▶ [Exercise] Reproduce every one of the records below word for word, keeping all of their lines.

"""

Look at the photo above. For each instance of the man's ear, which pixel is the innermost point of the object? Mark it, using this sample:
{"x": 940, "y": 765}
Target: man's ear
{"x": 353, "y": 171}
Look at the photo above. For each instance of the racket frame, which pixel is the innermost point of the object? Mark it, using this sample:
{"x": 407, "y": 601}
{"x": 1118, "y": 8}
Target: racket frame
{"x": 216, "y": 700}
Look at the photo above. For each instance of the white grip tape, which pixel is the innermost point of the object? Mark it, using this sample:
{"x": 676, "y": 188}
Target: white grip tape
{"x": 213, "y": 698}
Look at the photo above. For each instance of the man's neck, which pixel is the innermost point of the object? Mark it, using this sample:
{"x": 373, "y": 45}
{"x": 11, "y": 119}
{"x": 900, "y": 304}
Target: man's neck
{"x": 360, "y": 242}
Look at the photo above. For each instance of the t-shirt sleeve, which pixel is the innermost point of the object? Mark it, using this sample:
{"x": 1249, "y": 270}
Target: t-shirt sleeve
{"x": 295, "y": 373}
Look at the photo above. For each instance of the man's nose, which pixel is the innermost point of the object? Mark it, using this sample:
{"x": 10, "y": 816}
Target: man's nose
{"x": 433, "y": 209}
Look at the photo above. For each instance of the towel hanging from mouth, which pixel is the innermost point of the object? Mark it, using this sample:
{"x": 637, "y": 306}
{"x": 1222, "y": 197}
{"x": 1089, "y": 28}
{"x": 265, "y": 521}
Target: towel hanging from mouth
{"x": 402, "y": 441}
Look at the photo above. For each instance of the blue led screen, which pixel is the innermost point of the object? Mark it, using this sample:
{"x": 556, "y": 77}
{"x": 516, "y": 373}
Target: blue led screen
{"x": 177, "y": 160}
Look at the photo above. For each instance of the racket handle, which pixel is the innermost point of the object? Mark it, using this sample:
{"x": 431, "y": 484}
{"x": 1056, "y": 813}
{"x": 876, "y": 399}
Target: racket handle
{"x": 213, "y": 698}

"""

▶ [Answer to this task]
Look at the photo above. For each instance of the man's ear, which pixel is the innermost point of the object? Mark it, using this sample:
{"x": 940, "y": 765}
Target: man's ear
{"x": 353, "y": 171}
Look at the photo above. For each instance of the racket frame, which pixel is the innermost point of the object? Mark it, using this sample:
{"x": 407, "y": 601}
{"x": 1118, "y": 8}
Target: racket frame
{"x": 216, "y": 700}
Look at the photo above. For each instance of the white grip tape, which pixel is the innermost point of the object? Mark it, using this sample:
{"x": 676, "y": 188}
Target: white grip tape
{"x": 213, "y": 698}
Look at the photo above. For each instance of the man's neck, which pixel is the innermost point of the object? Mark it, using this sample:
{"x": 373, "y": 45}
{"x": 11, "y": 119}
{"x": 900, "y": 304}
Target: man's neck
{"x": 360, "y": 242}
Look at the photo above. For each instance of the t-shirt sleeve, which pixel is the innermost point of the object? Mark it, using this sample:
{"x": 1249, "y": 270}
Target: t-shirt sleeve
{"x": 295, "y": 373}
Look at the photo above. For each instance of the man's nose, which pixel is the innermost point of the object? Mark it, using this sample:
{"x": 10, "y": 816}
Target: man's nose
{"x": 433, "y": 209}
Look at the photo above. For each instance of the towel hanging from mouth, which pixel is the innermost point of the object? Mark it, using this sample:
{"x": 637, "y": 306}
{"x": 1222, "y": 197}
{"x": 1089, "y": 28}
{"x": 265, "y": 521}
Target: towel hanging from mouth
{"x": 402, "y": 441}
Look at the photo above. For each instance of the blue led screen, which pixel is the innermost point of the object? Mark it, using this sample:
{"x": 556, "y": 77}
{"x": 516, "y": 373}
Target: blue led screen
{"x": 177, "y": 160}
Look at the photo above. For each instance of the racket handle, which pixel is the innermost point of the object? Mark it, using this sample:
{"x": 431, "y": 484}
{"x": 1056, "y": 813}
{"x": 876, "y": 399}
Target: racket handle
{"x": 213, "y": 698}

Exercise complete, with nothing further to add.